:: DIRECTIONS ::
Output the records. Match them exactly.
· · · · · · ·
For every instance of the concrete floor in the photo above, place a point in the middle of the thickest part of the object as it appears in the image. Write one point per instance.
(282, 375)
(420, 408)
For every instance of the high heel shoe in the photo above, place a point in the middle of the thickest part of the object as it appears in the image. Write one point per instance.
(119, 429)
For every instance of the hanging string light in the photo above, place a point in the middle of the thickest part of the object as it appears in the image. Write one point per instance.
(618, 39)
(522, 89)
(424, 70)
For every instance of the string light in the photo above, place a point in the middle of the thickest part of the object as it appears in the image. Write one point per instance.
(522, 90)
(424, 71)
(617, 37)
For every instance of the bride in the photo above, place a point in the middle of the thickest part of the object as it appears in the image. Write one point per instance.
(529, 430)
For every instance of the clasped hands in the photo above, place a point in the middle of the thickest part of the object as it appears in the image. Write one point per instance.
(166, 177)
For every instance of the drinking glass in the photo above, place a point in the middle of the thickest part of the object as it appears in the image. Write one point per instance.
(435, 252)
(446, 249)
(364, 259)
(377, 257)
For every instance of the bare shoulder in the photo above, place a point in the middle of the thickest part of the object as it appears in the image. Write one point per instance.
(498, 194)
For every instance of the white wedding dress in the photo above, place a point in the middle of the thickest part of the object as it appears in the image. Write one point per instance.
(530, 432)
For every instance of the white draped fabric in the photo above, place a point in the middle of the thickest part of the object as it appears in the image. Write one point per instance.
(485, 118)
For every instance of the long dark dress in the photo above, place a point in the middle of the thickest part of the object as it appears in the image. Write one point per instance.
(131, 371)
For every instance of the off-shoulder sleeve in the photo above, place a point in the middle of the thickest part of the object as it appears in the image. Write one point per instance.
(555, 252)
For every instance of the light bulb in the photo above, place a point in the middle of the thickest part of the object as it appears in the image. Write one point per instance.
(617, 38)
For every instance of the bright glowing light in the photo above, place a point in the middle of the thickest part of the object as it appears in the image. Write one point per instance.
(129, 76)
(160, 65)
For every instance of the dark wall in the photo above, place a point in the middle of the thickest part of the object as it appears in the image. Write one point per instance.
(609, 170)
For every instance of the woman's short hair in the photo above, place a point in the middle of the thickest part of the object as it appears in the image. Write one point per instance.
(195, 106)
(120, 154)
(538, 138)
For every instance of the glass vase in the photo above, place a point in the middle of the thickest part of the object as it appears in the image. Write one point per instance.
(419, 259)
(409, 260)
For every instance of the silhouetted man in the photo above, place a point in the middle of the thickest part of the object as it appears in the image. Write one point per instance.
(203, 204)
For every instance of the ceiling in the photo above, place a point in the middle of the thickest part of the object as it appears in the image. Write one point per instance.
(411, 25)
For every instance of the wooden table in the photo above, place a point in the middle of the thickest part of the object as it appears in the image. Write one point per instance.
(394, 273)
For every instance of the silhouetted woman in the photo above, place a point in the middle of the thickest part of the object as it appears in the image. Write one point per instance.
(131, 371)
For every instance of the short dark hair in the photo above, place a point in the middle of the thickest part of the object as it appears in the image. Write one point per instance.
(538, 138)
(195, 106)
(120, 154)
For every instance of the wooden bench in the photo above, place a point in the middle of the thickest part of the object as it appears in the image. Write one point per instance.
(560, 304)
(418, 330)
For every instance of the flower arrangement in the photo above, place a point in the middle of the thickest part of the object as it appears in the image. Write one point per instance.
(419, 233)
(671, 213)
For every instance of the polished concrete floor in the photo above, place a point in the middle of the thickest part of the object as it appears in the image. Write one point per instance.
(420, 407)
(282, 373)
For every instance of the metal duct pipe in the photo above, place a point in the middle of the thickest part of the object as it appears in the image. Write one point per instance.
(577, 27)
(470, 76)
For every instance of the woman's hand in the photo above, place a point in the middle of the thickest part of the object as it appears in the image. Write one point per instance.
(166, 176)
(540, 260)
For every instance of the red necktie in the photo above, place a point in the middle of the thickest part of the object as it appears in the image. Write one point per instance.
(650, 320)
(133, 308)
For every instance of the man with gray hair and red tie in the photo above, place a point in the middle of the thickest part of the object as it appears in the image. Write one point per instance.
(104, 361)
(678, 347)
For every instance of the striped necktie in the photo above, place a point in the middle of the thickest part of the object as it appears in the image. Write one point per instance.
· · · · · · ·
:: RESPONSE TO THE EXERCISE ::
For every instance of the concrete floor in the photo above, place a point in the middle of the thickest part of the object as it appears in the image. Write one point per instance.
(282, 375)
(420, 408)
For every instance of the high heel shoe in the photo above, place a point in the middle of the thickest part of the object as it appears in the image. Write one point per instance.
(119, 429)
For every instance of the hanging string light in the photo above, place a point in the middle of the thickest part of the object as it appears in the image. Write one point per instance.
(618, 39)
(522, 89)
(424, 70)
For every instance of the string light in the photo above, place a point in the middle of the thickest part of the object as it appears in the image. Write one point per instance.
(522, 90)
(424, 71)
(617, 37)
For every instance of the bride in the photo above, place a point in the middle of the thickest part of the object as it appears in the image. Write one point per instance.
(529, 430)
For every instance of the clasped hands in the photo above, place a point in the middle of the thickest part of the object as it appears in the image. Write one point per instance.
(166, 177)
For every instance of the drinking glass in the photo above, place a point in the middle of the thickest part of the object as it appears in the image. Write one point per instance.
(435, 252)
(446, 249)
(364, 259)
(377, 257)
For every instance of the bare shoulder in the photo above, place a point in the middle of the thickest part of the object as it appears in the image. Write one point per instance.
(498, 194)
For every instance of the white wedding dress in the photo above, place a point in the middle of the thickest part of the object as it appears in the image. Write one point per instance.
(530, 432)
For every instance of the white draped fabric in the photo above, place a point in the middle of the thickest part of the object as it appears in the image. Write one point per instance.
(485, 118)
For every instance of the long dark dress in the photo above, place a point in the middle of the thickest part of the object as it appears in the image. Write one point per instance.
(131, 371)
For every instance of the off-shoulder sleeve in the photo above, place a point in the middle of the thickest part of the object as it appears in the image. Write one point per instance.
(555, 252)
For every instance of the light bulb in the photo above, place a point in the middle of the thickest part of the object as it appears in the image. Write one point per instance.
(617, 38)
For every instance of the bright glowing light in the photo above, place a point in the middle of the thickest part of the object as it appears in the image. Write one point per instance.
(129, 76)
(160, 65)
For every instance of the dark wall in the photo above, place a point in the middle of the thickest part of the object as it appears in the image. Write one point per instance.
(609, 170)
For every instance of the woman's short hair in the photo above, place a point in the middle of the thickest part of the object as it appears in the image. Write one point per instance.
(195, 106)
(120, 154)
(538, 138)
For every instance of the glass vase in the photo above, place a point in the middle of the thickest part of the object as it appears in the image. Write one point per instance.
(419, 259)
(409, 260)
For every instance of the silhouetted man in the photo above, place a point in the middle of the thickest part of the object as it appears in the image. Write one point per instance.
(203, 204)
For every instance of the ceiling in the photo above, place a point in the middle of the thickest part of the object as it appears in the image. Write one point per instance.
(411, 25)
For every instance of the wooden table in the photo above, place a point in the middle of the thickest part of the object as it appears in the image. Write one point per instance.
(394, 273)
For every instance of the silhouetted woman in the photo above, place a point in the middle of the thickest part of the object as it appears in the image. Write one point per instance.
(131, 371)
For every instance of the short dark hair in the photo above, place a point in the middle of the thickest part of the object as it appears in the image. Write one point per instance.
(538, 138)
(195, 106)
(120, 154)
For every instance of the wooden bench in the photo above, place a point in the middle of the thickest part of the object as it appears in the image. Write one point per instance.
(560, 304)
(418, 330)
For every instance of the flower arrangement in the photo above, place a point in the middle of the thickest part of the object as it appears in the image. Write one point per instance.
(419, 233)
(671, 213)
For every instance of the polished concrete floor in the photo above, place a point in the middle of the thickest part of the object as it appears in the image. Write one point per instance.
(420, 407)
(282, 373)
For every instance of the metal duct pipe in the photo above, place a point in the middle of the thickest part of the object as it appears in the image. Write one point per instance.
(577, 27)
(470, 76)
For every instance of the woman's hand in the photo above, place a point in the middle of the thickest part of the object as it appears in the image. Write one point per instance.
(166, 176)
(540, 260)
For every instance of the red necktie in the photo above, place a point in the middle of the thickest part of the object as it appears in the image. Write one point per instance.
(650, 320)
(133, 308)
For every instance of the man with gray hair and red tie in the photo above, place a point in the middle of the thickest part of the object as it appears in the image. Write one point per instance.
(104, 361)
(678, 347)
For every instance of the striped necktie in the photo above, place a point in the middle of the thickest part of the object as it appears in the image. Write one point per instance.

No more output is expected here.